* [Extract to read]
Hypothesis

Persistent theta‑band activity in medial entorhinal cortex (MEC) layer II stellate cells promotes activity‑dependent calcium influx that, owing to their intrinsic lack of calbindin and aFGF, overwhelms cytosolic buffering and triggers localized tau phosphorylation. Phosphorylated tau is then packaged into activity‑released exosomes and secreted preferentially toward afferent hippocampal inputs, seeding retrograde tau pathology that follows the gradient of synaptic usage.

Mechanistic Rationale

• Selective vulnerability: Layer II stellate cells (Reelin+, Wfs1+) lack calbindin and aFGF, removing key calcium‑buffering and neuroprotective mechanisms [1]. This makes them prone to calcium‑dependent kinase activation (e.g., CDK5, GSK‑3β) during sustained firing.
• Activity‑linked tau modification: Non‑aggregated tau suppresses neuronal firing and alters grid‑cell firing patterns [1]. We propose the converse: heightened firing drives tau phosphorylation via calcium‑activated kinases, creating a feed‑forward loop where early tau pathology further disrupts grid oscillations.
• Vesicular release pathway: Active neurons release tau‑laden exosomes and microvesicles in an activity‑dependent manner [2]. In MEC stellate cells, theta‑rhythmic bursts would synchronize exosome release toward dendritic terminals that project to CA1 and subiculum.
• Retrograde bias: Hippocampal injection of tau fibrils induces upstream EC pathology [4], suggesting that afferent terminals are efficient uptake sites. If stellate cells secrete tau preferentially at synapses, hippocampal neurons would internalize it and transport it retrogradely via endocytic pathways, explaining the observed retrograde dominance.

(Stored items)
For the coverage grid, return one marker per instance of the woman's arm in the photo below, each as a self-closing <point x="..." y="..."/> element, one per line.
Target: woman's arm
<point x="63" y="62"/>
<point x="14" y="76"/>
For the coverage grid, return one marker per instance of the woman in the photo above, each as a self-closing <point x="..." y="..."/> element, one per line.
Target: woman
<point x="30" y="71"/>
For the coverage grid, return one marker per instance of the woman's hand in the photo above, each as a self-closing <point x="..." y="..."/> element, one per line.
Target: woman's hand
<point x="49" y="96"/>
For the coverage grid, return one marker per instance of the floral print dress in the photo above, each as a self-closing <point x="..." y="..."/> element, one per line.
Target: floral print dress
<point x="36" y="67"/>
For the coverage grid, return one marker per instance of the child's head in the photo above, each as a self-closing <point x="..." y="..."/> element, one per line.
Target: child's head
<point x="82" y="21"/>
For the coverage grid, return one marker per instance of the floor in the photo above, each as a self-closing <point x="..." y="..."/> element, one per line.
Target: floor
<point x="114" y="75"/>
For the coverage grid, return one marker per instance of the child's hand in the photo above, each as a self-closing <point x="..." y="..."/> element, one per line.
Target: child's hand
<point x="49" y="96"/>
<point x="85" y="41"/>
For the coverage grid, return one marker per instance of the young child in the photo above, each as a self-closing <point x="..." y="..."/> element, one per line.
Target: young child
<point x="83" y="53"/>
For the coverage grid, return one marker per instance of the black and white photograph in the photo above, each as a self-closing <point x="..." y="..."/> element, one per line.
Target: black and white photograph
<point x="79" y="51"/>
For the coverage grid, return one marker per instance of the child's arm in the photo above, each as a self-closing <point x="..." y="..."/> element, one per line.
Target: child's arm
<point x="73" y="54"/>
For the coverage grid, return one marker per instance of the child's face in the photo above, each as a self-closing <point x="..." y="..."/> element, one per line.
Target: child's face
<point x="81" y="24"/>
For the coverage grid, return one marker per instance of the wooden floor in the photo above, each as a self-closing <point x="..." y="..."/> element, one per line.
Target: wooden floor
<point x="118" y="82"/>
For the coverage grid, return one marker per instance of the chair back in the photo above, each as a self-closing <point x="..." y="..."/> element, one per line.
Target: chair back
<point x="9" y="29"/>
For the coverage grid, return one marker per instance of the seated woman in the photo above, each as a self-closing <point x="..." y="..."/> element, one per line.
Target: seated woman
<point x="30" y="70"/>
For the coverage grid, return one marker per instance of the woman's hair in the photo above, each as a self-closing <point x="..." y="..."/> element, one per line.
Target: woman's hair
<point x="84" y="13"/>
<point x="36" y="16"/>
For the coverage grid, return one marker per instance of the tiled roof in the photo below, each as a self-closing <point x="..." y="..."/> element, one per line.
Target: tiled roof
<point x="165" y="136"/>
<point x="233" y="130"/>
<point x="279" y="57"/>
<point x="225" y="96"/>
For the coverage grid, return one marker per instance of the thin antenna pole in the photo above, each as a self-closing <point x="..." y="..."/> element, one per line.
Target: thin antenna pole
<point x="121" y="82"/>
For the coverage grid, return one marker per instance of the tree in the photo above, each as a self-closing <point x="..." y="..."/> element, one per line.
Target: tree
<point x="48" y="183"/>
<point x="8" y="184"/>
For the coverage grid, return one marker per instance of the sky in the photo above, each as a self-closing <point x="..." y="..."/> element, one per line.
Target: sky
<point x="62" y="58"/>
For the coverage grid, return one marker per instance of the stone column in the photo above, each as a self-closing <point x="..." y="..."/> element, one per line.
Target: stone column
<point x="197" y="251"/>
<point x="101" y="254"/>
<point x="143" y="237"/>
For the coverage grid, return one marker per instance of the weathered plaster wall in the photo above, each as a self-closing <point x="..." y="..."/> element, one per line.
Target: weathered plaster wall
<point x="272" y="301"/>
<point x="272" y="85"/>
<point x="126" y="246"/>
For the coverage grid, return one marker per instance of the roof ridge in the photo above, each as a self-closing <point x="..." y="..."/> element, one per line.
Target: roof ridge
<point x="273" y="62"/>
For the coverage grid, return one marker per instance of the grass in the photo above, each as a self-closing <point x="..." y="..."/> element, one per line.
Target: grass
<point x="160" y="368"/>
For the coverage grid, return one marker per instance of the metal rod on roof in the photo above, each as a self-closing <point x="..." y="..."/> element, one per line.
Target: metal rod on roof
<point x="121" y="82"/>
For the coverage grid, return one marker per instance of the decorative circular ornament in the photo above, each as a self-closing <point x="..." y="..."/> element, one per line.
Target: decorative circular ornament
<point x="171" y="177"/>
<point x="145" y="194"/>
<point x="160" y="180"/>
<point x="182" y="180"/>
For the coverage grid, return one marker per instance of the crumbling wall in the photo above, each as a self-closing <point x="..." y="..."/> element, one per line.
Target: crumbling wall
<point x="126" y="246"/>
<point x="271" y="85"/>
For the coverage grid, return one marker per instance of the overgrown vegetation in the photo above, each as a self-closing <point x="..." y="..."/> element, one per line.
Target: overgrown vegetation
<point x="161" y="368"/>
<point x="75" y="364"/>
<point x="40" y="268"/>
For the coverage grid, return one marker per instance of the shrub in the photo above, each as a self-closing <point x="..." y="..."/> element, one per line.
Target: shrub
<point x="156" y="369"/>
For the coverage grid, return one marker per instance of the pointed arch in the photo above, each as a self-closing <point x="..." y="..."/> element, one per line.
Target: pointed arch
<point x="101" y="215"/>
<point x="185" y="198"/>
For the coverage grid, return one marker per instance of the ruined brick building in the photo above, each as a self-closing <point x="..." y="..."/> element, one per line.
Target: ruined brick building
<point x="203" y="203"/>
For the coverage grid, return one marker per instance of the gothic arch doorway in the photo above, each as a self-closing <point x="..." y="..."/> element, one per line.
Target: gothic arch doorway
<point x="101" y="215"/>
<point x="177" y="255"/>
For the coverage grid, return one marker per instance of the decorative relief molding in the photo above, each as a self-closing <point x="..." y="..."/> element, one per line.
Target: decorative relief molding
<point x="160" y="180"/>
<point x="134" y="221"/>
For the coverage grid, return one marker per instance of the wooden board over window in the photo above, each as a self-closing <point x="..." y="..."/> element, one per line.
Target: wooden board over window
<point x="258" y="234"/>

* [Task prompt] Which two proteins does the tau hypothesis say layer II stellate cells in the medial entorhinal cortex lack?

* [Written answer] Calbindin and aFGF.